Task requirements =
Reproduce word for word the stretch of the text on digitized manuscripts from "The quality of" through "manuscript images meaning.".

The quality of information provided for consultation alongside the images also matters. While slightly clunky, the Bayerische Staatsbibliothek (BSB) in Munich’s images are linked to a scanned version of the library’s catalogue, for example, which provides information about provenance, contents, and foliation. Recently, the BnF scanned the index cards containing bibliographic information about its manuscripts (Fichier bibliographique des manuscrits latins et grecs) and linked them to their online manuscript catalogue entries. Furthermore, one can now consult the Catalogue général des manuscrits des bibliothèques publiques de France online. While the digitisation of these resources may seem of secondary importance, they provide the apparatus that gives manuscript images meaning.

A final word in defence of quantity over quality. There is, naturally, a considerable qualitative difference between manuscript images that have been recently photographed in high-resolution colour and those images that have simply been produced by scanning already available (usually black and white) microfilms.  Although frequently maligned, the latter approach has been used to some efficacy by the BSB in Munich and by the Bibliothèque Nationale de France (BnF). While black and white scans hide important features of the text, such as ink colour, and may mask marginal interventions, the (presumably) cheaper cost of making already available images accessible often allows consultation of the complete manuscript. This, in my opinion, is preferable than simply being able to access a few individual high-quality images from a manuscript, particularly when those images have been selected to show off illuminations or pretty details, rather than the more mundane aspects of the text.

Material excerpted from a collection
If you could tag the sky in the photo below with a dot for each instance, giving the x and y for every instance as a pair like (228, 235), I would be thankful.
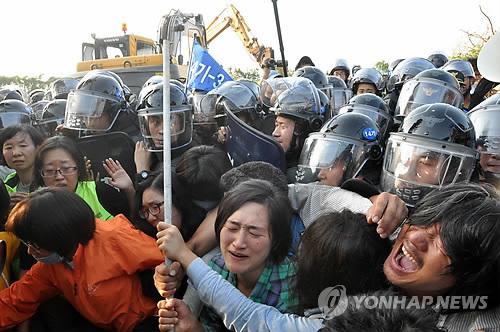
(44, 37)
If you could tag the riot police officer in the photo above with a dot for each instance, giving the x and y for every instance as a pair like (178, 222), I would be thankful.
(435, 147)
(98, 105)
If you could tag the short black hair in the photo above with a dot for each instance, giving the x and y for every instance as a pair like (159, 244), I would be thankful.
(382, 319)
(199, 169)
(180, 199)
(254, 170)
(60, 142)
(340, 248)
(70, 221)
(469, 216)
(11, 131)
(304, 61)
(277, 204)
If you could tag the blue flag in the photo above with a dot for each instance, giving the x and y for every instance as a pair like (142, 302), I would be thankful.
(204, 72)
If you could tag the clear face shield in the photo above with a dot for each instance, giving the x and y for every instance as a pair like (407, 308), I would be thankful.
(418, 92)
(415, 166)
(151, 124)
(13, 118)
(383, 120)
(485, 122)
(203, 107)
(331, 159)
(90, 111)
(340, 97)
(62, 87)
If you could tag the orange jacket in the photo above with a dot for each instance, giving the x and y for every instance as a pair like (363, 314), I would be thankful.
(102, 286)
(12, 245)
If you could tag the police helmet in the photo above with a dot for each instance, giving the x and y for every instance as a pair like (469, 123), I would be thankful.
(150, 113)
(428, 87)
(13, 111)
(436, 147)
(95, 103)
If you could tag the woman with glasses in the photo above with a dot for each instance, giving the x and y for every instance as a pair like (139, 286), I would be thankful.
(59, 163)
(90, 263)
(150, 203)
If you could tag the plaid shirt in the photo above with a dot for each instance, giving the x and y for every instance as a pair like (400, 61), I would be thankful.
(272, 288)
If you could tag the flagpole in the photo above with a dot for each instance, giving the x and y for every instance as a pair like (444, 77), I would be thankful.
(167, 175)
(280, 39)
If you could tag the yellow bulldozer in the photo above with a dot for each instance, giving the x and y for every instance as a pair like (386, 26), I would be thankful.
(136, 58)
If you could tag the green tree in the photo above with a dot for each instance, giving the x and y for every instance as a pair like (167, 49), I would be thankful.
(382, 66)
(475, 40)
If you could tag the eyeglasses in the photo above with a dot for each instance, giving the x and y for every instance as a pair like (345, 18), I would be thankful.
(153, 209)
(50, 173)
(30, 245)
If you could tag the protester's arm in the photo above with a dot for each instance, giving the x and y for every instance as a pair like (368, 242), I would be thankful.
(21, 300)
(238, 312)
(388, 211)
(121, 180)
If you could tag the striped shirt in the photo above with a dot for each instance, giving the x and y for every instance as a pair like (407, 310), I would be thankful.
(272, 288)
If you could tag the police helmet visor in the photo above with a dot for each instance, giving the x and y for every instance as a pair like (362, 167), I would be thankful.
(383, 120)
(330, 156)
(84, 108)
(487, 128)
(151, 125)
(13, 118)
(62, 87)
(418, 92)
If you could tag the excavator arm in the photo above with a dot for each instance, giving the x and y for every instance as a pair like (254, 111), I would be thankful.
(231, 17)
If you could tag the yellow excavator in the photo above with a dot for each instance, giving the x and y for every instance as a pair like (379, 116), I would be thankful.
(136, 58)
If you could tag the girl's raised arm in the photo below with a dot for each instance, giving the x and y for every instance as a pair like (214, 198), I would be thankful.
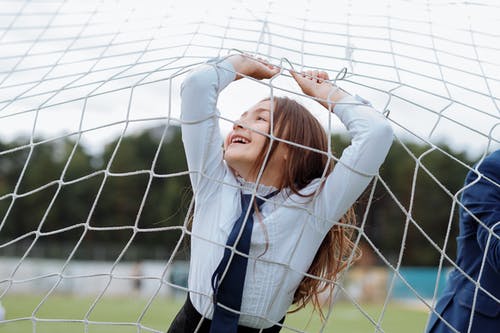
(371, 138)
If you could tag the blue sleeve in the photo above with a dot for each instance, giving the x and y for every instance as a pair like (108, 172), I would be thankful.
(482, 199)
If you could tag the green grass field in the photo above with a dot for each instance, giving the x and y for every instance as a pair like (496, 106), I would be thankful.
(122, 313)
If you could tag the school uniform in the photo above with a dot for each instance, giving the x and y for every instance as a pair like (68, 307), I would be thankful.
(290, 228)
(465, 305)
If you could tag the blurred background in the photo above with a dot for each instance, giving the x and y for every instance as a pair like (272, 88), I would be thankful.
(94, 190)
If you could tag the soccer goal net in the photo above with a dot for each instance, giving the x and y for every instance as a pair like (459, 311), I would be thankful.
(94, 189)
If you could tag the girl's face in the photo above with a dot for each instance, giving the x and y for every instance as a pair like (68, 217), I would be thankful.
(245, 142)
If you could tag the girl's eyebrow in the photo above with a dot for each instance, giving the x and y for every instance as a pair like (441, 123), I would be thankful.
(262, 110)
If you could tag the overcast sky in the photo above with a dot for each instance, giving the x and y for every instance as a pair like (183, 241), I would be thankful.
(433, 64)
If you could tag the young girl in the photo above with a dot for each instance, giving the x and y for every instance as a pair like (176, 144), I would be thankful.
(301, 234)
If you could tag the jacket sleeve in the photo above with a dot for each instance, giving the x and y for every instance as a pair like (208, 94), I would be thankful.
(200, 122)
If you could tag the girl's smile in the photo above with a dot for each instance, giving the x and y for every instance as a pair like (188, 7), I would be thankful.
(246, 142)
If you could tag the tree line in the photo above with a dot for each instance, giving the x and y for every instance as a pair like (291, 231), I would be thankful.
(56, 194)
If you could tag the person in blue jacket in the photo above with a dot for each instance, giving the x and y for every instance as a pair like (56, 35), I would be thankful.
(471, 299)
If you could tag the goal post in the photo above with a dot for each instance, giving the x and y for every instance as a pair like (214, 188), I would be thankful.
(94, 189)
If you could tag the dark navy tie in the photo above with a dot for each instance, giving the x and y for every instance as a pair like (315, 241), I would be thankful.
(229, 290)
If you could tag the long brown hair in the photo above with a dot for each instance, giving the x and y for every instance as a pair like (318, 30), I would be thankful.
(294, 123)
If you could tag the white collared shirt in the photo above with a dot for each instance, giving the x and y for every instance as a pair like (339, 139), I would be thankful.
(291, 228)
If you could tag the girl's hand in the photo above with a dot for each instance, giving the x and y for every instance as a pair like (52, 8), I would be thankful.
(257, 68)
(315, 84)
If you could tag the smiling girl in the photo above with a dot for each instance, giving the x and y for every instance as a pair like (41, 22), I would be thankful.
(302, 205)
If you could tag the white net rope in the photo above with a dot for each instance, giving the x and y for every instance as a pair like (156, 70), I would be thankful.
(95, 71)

Result of this exercise =
The quality of information provided for consultation alongside the images also matters. While slightly clunky, the Bayerische Staatsbibliothek (BSB) in Munich’s images are linked to a scanned version of the library’s catalogue, for example, which provides information about provenance, contents, and foliation. Recently, the BnF scanned the index cards containing bibliographic information about its manuscripts (Fichier bibliographique des manuscrits latins et grecs) and linked them to their online manuscript catalogue entries. Furthermore, one can now consult the Catalogue général des manuscrits des bibliothèques publiques de France online. While the digitisation of these resources may seem of secondary importance, they provide the apparatus that gives manuscript images meaning.